• _TO BE DONE_
Copy out every line of the material below, requests included. Shift each answer coordinate by adding 63 to every x and y value.

• _SUPPLIED INFORMATION_
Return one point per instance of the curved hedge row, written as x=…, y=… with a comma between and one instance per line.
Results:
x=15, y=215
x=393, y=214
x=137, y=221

• _RESULT OF THIS TASK_
Return one point per instance of the curved hedge row, written as x=…, y=… with a comma between and one instance per line.
Results:
x=78, y=278
x=456, y=277
x=200, y=284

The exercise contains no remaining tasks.